----- Estratto fornito
E’ un prodotto perfetto per un festival il livido film di Pablo Larrain, il trentacinquenne regista cileno noto per il precedente Tony Manero, da lui sceneggiato insieme all’attore Alfredo Castro, qui semplicemente in veste di protagonista. Ma che protagonista: è la sua faccia smunta e senza apparente espressione ma capace invece di impercettibili e infinite sfumature a dare al film tutta la sua angoscia, tutto quel senso di soffocamento che la trama da sola, pur angosciosa e colpevolizzante, non riuscirebbe a dare. E’ lui, con la sua irredimibile mediocrità, a attivare il senso di colpa del nostro sguardo. E a coinvolgerci nel rischio di appartenere alla razza di coloro che potrebbero diventare complici. Cile, 1973, in pieno golpe cileno Mario, impiegato di obitorio addetto alla trascrizione delle autopsie procede con freddezza ragionieristica all’aggiornamento delle sue cartelle, la sua vita grigissima trova pallida luce soltanto nel corteggiamento e nell’illusione amorosa nei confronti di Nancy, mediocrissima ballerina largamente avviata sul viale del tramonto e sua vicina di casa.
----------
----- Estratto dei dati
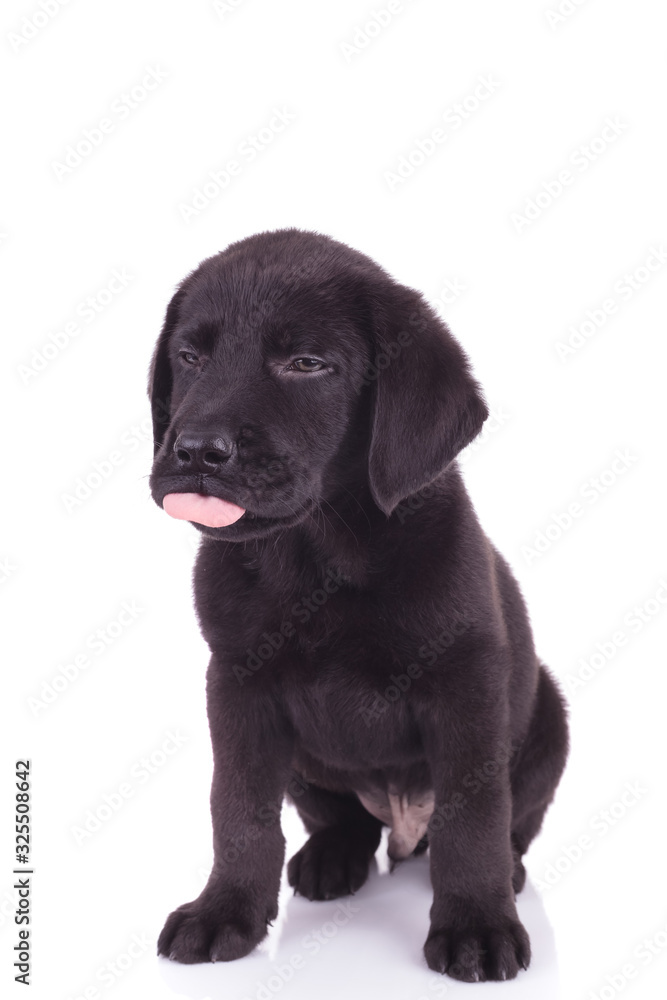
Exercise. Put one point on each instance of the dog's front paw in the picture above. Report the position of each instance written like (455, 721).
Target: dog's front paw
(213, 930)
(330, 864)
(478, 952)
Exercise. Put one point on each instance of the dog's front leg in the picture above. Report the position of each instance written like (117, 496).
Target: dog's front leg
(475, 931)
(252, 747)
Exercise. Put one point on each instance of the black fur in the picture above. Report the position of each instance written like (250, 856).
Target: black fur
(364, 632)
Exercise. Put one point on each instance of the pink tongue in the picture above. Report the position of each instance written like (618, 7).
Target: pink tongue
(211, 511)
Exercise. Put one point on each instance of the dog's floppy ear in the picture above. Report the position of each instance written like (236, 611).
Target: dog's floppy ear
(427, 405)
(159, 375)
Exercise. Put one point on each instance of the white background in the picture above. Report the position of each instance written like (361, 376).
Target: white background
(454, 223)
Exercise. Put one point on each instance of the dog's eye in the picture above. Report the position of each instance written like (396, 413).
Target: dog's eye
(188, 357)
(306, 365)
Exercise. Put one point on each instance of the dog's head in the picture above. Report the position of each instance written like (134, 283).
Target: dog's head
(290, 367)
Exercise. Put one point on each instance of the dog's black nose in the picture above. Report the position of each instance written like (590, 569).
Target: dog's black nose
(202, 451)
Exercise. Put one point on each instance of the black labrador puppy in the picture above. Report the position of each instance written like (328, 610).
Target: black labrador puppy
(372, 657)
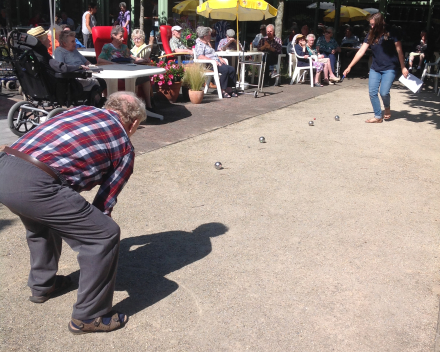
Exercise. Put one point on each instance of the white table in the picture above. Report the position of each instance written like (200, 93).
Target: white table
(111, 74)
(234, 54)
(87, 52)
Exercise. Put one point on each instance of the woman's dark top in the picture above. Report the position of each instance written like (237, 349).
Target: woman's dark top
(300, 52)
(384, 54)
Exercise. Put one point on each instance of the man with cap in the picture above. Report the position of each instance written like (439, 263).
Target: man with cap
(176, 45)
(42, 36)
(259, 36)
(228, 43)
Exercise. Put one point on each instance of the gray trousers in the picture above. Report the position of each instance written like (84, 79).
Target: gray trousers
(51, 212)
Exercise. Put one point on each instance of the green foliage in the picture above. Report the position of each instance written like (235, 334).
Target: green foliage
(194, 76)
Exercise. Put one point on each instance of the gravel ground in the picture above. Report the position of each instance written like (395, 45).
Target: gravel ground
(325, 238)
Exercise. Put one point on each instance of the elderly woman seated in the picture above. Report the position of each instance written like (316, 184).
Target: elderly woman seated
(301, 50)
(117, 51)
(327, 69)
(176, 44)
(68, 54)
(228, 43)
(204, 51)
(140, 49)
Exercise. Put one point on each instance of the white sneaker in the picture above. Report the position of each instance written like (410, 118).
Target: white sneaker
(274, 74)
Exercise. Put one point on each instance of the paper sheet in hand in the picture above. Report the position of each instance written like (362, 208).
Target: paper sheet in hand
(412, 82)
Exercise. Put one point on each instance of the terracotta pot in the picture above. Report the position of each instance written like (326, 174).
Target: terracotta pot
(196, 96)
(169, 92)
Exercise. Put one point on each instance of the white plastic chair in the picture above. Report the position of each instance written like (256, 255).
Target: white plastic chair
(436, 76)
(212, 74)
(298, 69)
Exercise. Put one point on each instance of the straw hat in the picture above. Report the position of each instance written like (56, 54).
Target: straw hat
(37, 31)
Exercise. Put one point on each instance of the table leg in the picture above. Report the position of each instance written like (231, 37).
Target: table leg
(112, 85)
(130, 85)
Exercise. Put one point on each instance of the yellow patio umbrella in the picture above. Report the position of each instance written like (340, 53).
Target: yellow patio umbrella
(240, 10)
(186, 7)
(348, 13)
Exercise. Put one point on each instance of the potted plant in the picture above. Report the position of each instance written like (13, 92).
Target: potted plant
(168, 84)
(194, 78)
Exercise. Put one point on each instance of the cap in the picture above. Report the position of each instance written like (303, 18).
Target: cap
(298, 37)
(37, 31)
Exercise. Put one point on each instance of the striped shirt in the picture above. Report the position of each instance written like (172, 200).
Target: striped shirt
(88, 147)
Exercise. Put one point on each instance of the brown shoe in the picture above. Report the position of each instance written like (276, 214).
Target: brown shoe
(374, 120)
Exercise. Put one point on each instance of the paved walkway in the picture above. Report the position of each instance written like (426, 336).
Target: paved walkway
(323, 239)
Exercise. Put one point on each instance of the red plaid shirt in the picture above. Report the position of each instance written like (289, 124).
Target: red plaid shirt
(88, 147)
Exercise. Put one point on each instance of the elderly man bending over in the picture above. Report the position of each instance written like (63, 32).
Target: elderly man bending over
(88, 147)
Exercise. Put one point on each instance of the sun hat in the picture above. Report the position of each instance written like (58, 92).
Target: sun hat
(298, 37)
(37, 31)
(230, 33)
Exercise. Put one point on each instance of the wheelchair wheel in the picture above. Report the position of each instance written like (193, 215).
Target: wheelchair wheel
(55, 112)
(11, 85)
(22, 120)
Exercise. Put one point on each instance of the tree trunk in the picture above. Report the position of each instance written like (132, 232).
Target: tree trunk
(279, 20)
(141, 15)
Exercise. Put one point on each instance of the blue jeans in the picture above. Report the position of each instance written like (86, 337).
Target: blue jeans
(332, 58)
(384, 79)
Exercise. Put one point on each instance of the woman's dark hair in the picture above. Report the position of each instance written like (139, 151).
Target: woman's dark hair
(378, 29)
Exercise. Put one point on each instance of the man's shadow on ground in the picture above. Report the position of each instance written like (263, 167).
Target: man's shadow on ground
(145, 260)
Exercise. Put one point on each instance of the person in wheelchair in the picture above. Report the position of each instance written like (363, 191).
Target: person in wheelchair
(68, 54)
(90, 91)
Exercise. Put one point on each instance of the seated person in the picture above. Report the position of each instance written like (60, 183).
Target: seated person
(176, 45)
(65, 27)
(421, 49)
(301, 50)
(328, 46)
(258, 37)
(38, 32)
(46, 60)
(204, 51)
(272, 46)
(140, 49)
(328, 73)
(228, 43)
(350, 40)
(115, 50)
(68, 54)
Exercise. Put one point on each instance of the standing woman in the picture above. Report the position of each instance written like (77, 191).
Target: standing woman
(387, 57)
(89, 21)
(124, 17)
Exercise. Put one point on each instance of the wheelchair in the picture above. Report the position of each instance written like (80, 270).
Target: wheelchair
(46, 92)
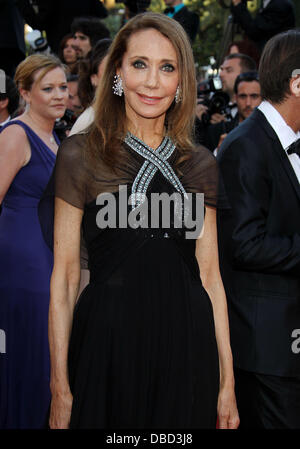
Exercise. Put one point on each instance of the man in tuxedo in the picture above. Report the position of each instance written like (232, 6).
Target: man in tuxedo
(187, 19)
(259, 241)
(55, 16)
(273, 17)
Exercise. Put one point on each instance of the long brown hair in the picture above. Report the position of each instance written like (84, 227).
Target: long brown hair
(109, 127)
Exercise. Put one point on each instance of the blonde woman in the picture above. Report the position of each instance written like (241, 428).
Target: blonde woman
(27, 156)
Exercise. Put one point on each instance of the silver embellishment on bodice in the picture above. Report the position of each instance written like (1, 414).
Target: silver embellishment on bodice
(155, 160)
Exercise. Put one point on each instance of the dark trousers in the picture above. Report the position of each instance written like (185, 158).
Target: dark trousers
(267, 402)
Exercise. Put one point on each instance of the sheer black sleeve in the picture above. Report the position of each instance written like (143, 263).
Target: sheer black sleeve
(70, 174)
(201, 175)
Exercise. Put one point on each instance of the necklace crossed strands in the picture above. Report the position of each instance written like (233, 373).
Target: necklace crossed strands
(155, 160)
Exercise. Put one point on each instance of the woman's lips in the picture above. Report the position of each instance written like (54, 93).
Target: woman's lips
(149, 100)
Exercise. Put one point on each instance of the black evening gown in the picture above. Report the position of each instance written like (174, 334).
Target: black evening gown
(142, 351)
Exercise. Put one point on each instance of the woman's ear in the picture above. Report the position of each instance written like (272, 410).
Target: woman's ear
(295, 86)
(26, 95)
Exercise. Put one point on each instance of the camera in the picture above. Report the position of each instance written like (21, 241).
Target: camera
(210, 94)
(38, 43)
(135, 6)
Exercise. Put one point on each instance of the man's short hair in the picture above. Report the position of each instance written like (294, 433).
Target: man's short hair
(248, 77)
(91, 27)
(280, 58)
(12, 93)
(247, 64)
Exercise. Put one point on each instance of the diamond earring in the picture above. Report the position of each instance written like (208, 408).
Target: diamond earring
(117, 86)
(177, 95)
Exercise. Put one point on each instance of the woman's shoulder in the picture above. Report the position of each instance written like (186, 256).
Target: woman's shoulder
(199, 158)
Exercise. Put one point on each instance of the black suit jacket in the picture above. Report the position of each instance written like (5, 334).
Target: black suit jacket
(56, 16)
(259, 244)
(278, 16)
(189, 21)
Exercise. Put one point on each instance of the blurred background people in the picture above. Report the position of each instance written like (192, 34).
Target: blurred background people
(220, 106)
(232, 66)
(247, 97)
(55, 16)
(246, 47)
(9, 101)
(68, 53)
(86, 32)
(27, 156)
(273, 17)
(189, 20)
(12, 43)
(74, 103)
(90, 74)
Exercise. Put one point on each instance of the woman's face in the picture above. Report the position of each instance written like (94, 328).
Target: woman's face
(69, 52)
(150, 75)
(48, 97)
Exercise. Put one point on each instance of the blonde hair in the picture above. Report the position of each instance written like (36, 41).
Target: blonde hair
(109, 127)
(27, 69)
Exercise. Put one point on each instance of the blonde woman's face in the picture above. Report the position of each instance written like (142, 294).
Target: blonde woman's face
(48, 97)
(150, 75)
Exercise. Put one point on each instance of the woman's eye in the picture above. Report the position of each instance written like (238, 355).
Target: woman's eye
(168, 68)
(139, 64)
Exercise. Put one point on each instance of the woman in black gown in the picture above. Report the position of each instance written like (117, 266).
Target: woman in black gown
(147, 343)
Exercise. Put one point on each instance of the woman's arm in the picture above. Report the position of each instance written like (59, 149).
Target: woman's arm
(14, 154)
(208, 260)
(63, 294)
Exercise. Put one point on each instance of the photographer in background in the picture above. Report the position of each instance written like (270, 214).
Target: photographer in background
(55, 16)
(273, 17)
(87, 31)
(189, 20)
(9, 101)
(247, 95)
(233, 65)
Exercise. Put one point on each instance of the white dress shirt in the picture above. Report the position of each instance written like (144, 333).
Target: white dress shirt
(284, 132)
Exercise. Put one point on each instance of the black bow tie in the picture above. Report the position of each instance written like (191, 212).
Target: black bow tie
----------
----- Estratto dei dati
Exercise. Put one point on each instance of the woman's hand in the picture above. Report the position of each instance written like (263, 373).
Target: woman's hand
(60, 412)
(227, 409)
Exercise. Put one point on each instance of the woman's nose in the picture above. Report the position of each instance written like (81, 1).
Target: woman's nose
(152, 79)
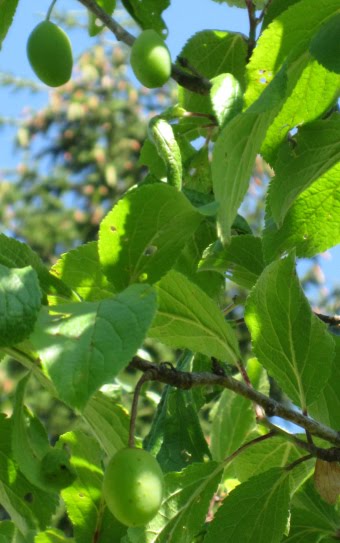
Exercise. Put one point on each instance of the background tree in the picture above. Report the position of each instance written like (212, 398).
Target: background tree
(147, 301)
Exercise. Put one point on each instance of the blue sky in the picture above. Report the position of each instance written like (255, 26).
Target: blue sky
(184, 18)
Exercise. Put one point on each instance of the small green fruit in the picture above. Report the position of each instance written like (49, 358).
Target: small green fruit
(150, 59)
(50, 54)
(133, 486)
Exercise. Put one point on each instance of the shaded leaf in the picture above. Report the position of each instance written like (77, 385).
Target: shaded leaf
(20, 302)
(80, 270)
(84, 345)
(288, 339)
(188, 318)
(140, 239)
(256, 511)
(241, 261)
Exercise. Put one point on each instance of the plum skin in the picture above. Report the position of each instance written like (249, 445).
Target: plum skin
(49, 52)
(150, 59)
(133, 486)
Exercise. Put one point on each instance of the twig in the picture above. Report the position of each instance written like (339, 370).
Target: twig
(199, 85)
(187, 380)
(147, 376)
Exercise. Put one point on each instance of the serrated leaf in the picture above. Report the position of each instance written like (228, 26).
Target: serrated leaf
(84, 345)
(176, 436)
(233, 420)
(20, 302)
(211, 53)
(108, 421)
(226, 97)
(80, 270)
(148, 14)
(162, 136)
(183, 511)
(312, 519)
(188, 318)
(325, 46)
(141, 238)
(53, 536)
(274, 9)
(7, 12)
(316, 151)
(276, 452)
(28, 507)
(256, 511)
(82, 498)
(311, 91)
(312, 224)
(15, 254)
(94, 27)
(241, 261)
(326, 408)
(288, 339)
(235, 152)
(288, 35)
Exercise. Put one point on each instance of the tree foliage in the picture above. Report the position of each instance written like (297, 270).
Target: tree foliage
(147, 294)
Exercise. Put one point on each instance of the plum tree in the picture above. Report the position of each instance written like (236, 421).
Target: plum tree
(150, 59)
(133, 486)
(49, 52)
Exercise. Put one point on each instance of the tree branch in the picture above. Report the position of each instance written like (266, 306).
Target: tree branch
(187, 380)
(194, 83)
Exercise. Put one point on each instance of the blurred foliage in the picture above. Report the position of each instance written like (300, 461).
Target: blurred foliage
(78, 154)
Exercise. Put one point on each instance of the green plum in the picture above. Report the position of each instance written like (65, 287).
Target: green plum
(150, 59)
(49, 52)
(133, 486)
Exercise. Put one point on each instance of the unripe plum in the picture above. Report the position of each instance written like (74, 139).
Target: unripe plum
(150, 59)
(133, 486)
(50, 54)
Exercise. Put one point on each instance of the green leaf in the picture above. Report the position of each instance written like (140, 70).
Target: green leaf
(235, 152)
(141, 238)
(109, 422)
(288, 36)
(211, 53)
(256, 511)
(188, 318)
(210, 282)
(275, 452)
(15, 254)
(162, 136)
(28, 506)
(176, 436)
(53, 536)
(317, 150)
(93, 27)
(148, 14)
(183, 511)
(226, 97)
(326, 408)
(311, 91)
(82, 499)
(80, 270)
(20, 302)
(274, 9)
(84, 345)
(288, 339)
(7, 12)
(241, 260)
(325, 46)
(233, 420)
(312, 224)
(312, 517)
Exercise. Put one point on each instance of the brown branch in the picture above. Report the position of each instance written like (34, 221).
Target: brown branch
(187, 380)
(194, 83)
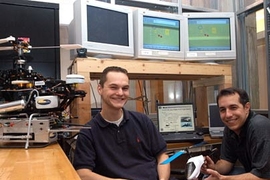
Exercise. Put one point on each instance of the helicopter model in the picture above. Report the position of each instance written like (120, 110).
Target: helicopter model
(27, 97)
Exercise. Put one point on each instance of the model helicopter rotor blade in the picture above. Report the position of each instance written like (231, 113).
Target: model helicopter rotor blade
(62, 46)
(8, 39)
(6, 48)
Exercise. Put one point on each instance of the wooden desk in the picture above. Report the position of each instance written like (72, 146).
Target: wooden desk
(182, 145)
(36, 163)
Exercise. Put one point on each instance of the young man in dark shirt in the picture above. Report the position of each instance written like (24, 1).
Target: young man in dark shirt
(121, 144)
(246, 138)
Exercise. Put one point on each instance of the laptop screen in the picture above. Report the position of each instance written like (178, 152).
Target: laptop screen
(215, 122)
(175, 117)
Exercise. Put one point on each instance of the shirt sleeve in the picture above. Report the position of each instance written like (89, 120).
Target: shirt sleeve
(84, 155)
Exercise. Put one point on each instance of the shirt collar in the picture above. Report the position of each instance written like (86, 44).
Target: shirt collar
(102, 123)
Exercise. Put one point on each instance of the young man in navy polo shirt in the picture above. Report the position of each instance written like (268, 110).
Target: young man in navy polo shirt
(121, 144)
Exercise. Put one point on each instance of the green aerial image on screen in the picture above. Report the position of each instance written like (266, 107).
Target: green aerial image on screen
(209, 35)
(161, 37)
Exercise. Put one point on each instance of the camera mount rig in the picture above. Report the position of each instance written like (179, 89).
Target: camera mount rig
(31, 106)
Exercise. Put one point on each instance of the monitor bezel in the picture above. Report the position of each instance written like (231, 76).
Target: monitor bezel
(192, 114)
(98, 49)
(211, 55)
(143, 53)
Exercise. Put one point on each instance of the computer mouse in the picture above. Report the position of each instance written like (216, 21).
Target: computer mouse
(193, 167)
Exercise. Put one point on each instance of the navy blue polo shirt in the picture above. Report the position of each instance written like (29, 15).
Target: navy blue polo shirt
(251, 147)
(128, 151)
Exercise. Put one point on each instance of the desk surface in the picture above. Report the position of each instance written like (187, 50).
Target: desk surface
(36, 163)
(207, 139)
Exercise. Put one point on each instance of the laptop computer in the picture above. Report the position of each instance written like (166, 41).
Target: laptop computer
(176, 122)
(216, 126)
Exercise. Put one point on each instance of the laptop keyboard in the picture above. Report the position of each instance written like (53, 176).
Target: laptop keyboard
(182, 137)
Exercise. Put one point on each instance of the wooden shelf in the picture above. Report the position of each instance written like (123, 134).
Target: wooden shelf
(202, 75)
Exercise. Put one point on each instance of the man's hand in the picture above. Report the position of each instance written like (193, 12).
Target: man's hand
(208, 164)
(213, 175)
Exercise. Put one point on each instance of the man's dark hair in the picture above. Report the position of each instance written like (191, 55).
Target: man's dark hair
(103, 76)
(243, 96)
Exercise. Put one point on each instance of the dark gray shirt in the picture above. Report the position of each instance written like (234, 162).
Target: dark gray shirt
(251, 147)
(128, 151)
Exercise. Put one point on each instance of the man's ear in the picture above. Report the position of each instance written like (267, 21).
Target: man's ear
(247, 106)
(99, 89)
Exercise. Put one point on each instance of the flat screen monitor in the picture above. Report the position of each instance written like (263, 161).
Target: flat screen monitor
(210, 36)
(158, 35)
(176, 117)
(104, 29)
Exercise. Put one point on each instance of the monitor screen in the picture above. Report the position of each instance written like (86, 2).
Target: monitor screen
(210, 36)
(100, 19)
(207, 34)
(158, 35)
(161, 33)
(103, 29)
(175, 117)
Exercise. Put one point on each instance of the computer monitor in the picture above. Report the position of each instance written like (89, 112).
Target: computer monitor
----------
----- Estratto dei dati
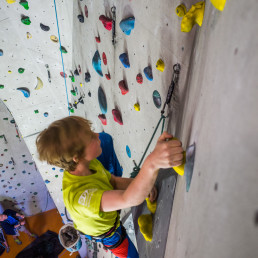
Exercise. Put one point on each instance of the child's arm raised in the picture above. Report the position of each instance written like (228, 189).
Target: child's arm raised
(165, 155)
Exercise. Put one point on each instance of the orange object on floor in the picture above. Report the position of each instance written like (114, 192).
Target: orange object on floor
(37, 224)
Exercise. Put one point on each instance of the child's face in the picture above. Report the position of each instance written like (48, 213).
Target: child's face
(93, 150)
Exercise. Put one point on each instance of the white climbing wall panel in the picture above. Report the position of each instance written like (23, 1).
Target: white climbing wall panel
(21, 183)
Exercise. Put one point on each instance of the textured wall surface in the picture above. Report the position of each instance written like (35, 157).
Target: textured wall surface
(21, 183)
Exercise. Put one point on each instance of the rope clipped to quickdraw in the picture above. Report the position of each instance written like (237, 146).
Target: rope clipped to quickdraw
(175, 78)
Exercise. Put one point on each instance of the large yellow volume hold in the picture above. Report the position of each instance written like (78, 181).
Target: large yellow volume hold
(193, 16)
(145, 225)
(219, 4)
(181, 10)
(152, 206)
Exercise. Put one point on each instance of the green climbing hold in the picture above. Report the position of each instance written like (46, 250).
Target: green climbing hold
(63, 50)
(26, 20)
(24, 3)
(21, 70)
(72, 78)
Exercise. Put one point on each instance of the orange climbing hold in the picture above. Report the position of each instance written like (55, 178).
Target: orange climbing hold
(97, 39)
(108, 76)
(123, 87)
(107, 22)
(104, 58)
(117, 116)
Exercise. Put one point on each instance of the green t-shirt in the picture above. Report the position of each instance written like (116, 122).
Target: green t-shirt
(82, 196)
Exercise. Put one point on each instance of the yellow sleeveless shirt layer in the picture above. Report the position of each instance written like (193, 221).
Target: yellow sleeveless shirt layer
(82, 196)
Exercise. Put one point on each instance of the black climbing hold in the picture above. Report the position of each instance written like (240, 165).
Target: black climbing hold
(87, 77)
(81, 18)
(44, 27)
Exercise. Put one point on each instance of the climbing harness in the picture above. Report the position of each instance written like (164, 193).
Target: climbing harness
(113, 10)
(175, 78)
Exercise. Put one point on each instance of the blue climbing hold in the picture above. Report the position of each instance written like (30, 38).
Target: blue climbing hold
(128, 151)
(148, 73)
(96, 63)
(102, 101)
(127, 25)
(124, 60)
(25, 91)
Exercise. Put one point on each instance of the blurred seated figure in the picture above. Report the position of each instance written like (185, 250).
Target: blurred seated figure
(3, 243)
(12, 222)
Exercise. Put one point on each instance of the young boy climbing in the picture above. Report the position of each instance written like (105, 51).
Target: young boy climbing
----------
Metti in pratica –
a) Secondo la recensione del film di Larrain, di che cosa si occupa Mario all'obitorio?
b) Per favore, prosegui la recensione del film di Larrain a partire dalla sua ultima frase.
I record sono materiale a sé, distinto dalla recensione.

Soluzioni –
a) È addetto alla trascrizione delle autopsie.

b)
Anche quando l’assalto al palazzo presidenziale della Moneda e l’accumularsi dei cadaveri da analizzare all’obitorio lo mettono violentemente di fronte alla tragedia in corso i suoi unici pensieri sono per la vicina, di famiglia comunista. Quando tutto il nucleo familiare sparisce di casa l’unica preoccupazione dell’uomo è cercarla. La trova finalmente in soffitta e le dà rifugio in cantina, rifocillandola, sempre più sottilmente succube delle sue richieste. Nessun segno di turbamento invece al moltiplicarsi dei cadaveri, alla sostituzione del medico dell’obitorio con un ufficiale dell’esercito. Nessun fremito esplicito quando tra le varie autopsie deve trascrivere quella di un cadavere dilaniato da un colpo di fucile ravvicinato “non incompatibile con un’azione personale” (leggi suicidio) e il cadavere in questione è quello del presidente Salvador Allende.


 

Il solo barlume di vita della sua vita è aspettare la sera quando, finito il lavoro, si reca in cantina a rifocillare l’amata. Quando scopre che questa non è sola ma col proprio amante, procede, con la stessa fredda sistematicità con cui trascriveva i suoi referti, all’esecuzione della condanna a morte. La potenza visiva della scena finale è memorabile: la porta della cantina che veniva abitualmente occultata con un semplice armadio viene via via ingombrata di tutti gli oggetti possibili: comò, sedie, armadi, casse, cassette, lentamente, maniacalmente accatastati ad uno ad uno a costruire il blocco irremovibile della tomba. Questa scena vale da sola tutte le intenzioni metaforiche e contagia e opprime con la sua angosciosa permanenza la mente dello spettatore ben più di qualunque esplicito atto di accusa.